• [Task brief]: Rewrite the lines of all the records below as a numbered list, omitting blank lines and leaving the pictures out.

[Data records]
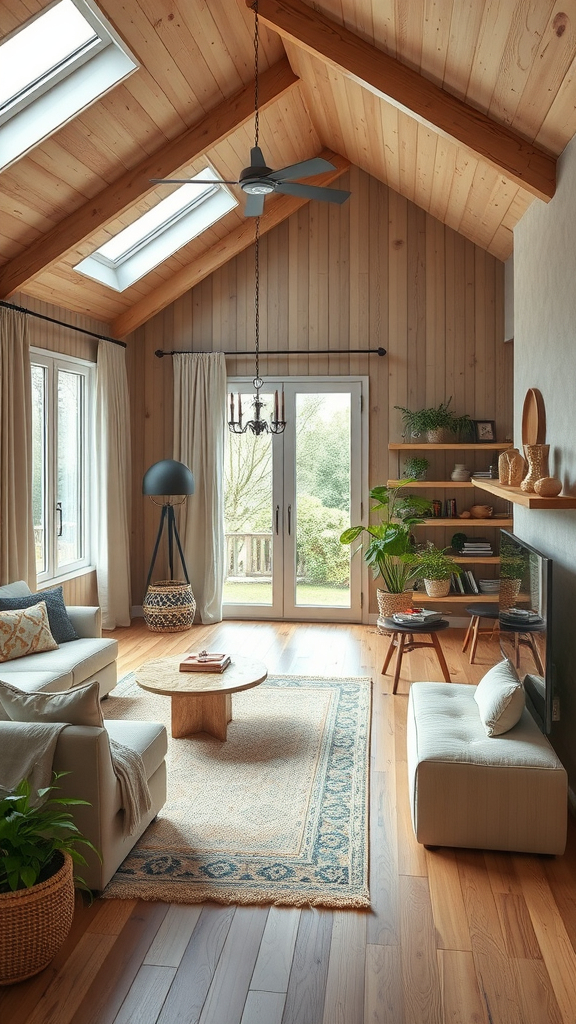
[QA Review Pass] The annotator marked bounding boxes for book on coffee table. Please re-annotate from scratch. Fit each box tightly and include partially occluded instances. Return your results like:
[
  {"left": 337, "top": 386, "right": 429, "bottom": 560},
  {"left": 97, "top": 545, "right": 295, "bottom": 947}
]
[{"left": 179, "top": 650, "right": 231, "bottom": 672}]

• [Written answer]:
1. [QA Review Pass] The annotator marked bounding boxes for book on coffee table. Please re-annotate from scratch. Fit each box tightly and include partially occluded instances. Return your results like:
2. [
3.   {"left": 337, "top": 386, "right": 429, "bottom": 560},
4.   {"left": 97, "top": 545, "right": 295, "bottom": 947}
5. ]
6. [{"left": 179, "top": 650, "right": 231, "bottom": 672}]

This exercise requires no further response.